Which lines in the items below contain the string "paper"? Find each one and copy it out whole, treating uppercase and lowercase as different.

=== Supplied information ===

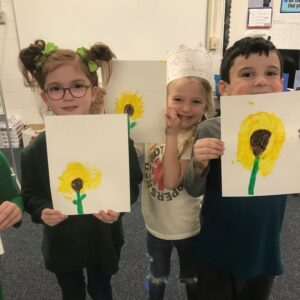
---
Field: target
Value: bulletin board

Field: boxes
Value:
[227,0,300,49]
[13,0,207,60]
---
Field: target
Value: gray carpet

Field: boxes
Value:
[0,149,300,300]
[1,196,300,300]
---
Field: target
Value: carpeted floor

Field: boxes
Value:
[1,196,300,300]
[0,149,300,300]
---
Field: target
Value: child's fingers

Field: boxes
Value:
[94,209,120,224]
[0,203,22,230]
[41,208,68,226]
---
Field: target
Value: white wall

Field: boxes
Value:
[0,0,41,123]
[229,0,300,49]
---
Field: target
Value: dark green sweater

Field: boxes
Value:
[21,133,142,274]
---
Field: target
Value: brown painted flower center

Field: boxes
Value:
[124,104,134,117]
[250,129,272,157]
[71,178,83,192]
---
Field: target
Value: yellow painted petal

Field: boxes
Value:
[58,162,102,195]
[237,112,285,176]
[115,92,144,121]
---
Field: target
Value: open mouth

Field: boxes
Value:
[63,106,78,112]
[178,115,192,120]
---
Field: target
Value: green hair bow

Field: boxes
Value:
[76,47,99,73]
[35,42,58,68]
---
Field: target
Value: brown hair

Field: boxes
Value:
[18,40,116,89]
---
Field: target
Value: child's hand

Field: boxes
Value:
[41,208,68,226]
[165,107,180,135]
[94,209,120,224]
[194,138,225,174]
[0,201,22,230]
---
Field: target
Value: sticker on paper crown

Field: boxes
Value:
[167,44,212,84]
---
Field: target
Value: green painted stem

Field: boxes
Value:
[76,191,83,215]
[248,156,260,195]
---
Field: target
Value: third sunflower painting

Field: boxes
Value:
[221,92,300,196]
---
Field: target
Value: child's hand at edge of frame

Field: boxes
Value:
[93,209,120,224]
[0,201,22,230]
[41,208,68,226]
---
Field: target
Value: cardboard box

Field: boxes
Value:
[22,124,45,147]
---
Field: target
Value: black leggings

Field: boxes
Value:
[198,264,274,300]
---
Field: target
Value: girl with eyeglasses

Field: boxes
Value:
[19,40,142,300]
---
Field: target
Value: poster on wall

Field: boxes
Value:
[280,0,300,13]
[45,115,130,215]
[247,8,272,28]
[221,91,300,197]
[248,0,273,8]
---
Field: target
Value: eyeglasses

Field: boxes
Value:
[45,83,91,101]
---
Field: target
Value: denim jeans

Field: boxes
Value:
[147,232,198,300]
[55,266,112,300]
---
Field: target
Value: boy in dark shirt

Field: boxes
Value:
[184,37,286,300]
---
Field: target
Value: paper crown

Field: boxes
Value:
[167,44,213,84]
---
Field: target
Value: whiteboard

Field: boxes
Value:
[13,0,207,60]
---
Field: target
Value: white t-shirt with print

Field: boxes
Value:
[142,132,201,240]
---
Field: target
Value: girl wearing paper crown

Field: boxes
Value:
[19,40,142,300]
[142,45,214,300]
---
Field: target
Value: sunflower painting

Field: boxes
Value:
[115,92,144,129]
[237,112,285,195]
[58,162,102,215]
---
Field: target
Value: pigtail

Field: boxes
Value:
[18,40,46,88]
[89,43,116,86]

===
=== Supplied information ===

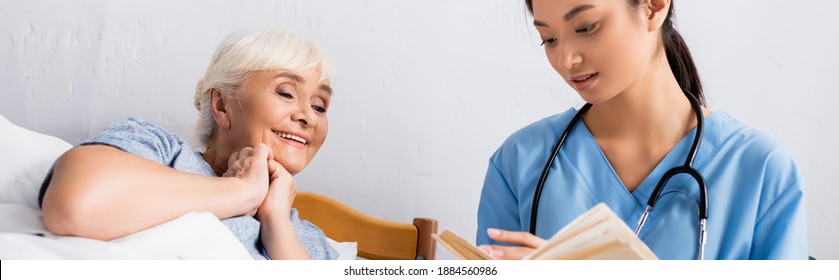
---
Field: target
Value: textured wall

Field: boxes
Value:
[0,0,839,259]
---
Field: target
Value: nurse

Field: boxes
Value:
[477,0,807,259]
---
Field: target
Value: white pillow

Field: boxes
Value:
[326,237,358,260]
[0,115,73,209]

===
=== Supplied information ===

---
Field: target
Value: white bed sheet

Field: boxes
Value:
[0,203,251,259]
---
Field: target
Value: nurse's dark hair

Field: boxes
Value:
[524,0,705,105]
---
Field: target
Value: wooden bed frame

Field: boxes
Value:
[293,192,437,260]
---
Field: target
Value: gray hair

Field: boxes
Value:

===

> **Output for this exercise**:
Value: sticker on paper crown
Value: paper crown
Value: girl wearing paper crown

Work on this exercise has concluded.